Exercise set:
- 1) Could you give the records again from the line holding "Locate the advertising" through the end of the records, inclusive, swapping "frame" for "image" and leaving everything else unchanged?
- 2) Can you write the next part of the essay on Tolkien's female characters, picking up right after its last sentence?

Excerpt provided:
— start —

Catherine Sheehan
February 2022
The Lord of the Rings by JRR Tolkien is a story all about “fair love”. It is a story about the beauty, goodness, and grandeur of sacrificial love.
In this presentation I will examine the three main female characters in LOTR in light of what St John Paull II called the feminine genius.
However, before I begin discussing the feminine genius in relation to LOTR, I first want to make some comments about the book in general which I think help in understanding Tolkien’s female characters.
As many of you would know, Tolkien was a devout Catholic. He wrote in one of his letters that, “The Lord of the Rings is of course a fundamentally religious and Catholic work; unconsciously so at first, but consciously in the revision.”
In identifying the genre of LOTR, Tolkien rejected the label “fantasy” and asserted that it was a mythological story. He used the term “myth” not as it is commonly used today to refer to something that is untrue, but rather in the sense that we talk about Greek or Roman mythology. Tolkien had a particular love of Norse mythology, which had a profound influence on his writings. In this sense of the word, “myth” denotes a story which is fictional but which contains profound and timeless truths about life and human nature. Such stories are meant to teach us something of great value for our own lives. Indeed, Tolkien believed that myths were the only means by which some truths could be expressed.
Tolkien considered the story of Christ in the Gospels as a “true myth”, having all the hallmarks of a myth and containing profound eternal truths, it also really happened. It was this belief of Tolkien’s in a “true myth” that convinced his friend C.S. Lewis, who was agnostic at the time he first met Tolkien, to take another look at Christianity.
For anyone interested in reading more about Tolkien’s belief in the importance of myths I recommend Joseph Pearce’s book, Tolkien: Man and Myth.

— end —

Supplied data:
— start —

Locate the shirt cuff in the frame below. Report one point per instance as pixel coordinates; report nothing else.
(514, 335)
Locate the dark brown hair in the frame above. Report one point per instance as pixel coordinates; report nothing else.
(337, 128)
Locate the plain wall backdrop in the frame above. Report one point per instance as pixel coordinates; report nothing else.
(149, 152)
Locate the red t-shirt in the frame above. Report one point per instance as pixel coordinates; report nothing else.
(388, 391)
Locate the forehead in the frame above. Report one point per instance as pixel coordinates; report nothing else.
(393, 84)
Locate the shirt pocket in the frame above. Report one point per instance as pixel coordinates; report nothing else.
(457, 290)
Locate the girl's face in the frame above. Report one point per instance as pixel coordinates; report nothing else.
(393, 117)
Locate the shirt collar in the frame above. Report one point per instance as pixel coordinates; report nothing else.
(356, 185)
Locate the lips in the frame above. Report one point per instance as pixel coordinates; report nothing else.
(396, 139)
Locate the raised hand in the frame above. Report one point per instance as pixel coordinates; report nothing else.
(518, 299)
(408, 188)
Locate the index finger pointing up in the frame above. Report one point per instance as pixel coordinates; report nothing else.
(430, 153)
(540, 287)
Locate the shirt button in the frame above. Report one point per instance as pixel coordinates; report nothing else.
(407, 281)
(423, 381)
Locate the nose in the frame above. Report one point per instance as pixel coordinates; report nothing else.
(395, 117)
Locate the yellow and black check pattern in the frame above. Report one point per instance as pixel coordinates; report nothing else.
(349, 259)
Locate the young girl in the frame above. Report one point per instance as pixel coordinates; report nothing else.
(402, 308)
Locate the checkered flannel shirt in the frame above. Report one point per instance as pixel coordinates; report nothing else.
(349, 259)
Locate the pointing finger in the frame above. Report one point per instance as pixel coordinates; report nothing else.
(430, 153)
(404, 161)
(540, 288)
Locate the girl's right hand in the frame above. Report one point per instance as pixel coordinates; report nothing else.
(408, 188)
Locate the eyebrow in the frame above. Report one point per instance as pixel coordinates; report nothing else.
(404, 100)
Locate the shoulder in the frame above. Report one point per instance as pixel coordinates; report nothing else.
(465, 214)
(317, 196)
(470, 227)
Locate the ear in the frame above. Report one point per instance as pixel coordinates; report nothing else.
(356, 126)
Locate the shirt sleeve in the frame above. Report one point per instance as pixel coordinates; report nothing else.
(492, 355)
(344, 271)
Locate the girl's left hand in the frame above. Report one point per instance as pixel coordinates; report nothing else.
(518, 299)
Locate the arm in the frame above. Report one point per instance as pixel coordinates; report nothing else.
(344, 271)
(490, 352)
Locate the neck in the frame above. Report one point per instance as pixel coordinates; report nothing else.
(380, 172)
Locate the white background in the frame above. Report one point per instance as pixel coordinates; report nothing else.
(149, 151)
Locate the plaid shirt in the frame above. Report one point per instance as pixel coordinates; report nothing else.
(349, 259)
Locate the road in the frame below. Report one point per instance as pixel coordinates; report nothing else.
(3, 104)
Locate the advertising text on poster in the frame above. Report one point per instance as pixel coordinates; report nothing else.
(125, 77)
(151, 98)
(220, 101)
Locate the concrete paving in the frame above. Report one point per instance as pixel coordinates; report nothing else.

— end —

Exercise results:
- 1)
Locate the advertising text on poster in the image above. Report one point per instance as pixel coordinates; report nothing else.
(125, 77)
(151, 98)
(220, 101)
Locate the concrete paving in the image above. Report one point per instance as pixel coordinates; report nothing else.

- 2)
So we can identify LOTR as a Christian myth. It is a mythological story, set in an imaginary world inhabited by imaginary beings, yet it contains profound truths about us as human beings, about life, death, good and evil, and true love. This I believe is the reason for the book’s enduring popularity. It communicates eternal truths through beauty, the beauty of story and heroic romance.
We can tell it is a Christian myth because unlike pagan mythological stories where a hero goes on a quest to obtain a treasure or win renown by slaying a monster or dragon, LOTR is all about a hero, Frodo Baggins, going on a journey in order to destroy a treasure, the Ring of power. He defeats many enemies and monsters along the way, but it is all done with the aim of destroying the Ring so that it cannot be used for evil. Rather than seeking his own power and glory, Frodo renounces his own comfort and desires to go on a perilous journey to destroy the Ring, thereby preventing the reign of the Dark Lord Sauron over Middle Earth. Frodo and his friends lay down their lives in the cause of good. As John’s Gospel tells us, “Greater love has no man than this, that a man lay down his life for his friends (John 15:13).
LOTR is essentially a story about sacrificial love, since it is only through sacrificial love that evil is ultimately defeated. And surely that is the very definition of a Christian myth.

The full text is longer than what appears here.